Write out only the lines running from the one that contains "Would you please pick out the black" to the end of the material, both ends included.

[Records from a data collection]
###

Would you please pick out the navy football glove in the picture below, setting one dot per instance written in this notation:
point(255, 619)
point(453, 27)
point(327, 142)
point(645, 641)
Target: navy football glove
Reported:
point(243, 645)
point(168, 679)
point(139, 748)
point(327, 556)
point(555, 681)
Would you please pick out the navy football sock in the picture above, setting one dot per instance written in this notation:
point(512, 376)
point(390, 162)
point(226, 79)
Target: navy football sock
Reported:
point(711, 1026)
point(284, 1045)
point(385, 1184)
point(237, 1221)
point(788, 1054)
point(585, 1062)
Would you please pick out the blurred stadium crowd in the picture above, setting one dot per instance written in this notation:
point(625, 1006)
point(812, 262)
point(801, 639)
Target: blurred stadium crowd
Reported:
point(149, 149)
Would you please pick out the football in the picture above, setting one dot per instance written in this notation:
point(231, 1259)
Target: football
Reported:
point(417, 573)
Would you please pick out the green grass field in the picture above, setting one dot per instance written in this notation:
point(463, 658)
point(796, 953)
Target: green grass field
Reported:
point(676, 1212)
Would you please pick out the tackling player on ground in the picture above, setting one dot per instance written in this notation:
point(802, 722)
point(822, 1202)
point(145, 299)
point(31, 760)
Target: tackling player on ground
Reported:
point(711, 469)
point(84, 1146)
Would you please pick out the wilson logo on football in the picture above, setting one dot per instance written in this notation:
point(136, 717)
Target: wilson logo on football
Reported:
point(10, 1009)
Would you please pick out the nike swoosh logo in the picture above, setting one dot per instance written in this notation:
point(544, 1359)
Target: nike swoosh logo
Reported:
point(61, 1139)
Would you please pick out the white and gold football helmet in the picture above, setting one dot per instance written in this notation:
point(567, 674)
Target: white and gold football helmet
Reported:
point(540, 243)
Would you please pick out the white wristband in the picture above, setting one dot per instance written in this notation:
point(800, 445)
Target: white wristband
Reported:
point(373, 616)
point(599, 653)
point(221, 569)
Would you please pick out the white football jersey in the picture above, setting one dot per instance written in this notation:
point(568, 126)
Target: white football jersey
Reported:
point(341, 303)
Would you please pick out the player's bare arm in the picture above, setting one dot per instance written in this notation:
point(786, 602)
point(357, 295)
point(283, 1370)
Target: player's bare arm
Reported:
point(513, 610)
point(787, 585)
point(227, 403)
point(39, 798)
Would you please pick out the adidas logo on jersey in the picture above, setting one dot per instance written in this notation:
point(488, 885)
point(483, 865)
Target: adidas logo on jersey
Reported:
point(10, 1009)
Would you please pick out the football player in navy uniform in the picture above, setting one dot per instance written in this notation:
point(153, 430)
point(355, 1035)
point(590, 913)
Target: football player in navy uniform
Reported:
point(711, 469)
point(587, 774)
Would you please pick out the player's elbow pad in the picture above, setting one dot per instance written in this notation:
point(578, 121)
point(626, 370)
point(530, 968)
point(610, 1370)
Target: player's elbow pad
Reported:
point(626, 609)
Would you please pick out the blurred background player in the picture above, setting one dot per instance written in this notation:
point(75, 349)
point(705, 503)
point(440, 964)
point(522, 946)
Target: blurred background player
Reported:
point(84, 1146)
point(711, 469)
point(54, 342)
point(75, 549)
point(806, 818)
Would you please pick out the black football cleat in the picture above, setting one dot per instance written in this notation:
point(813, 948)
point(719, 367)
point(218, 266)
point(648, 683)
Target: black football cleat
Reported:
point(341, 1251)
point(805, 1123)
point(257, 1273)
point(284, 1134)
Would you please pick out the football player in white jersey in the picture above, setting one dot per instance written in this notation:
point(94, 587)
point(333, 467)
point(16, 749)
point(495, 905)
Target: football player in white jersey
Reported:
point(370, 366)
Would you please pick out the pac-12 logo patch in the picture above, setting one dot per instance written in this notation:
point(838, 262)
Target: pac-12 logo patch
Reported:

###

Response to this task –
Would you please pick out the black football cleat in the picture above, setting one dot per instance written in this notation:
point(813, 948)
point(719, 367)
point(218, 266)
point(648, 683)
Target: black football cleat
Reported:
point(341, 1251)
point(805, 1123)
point(257, 1273)
point(284, 1134)
Would you please pick out the football player in white jersey in the picture above, setting one dot per instance written in this notation:
point(94, 587)
point(333, 467)
point(16, 749)
point(495, 905)
Target: football player in white jersey
Reported:
point(370, 366)
Would you please pick out the pac-12 logo patch in the picture above, setting one dot per instance written in this notation:
point(838, 262)
Target: pac-12 logo patch
Reported:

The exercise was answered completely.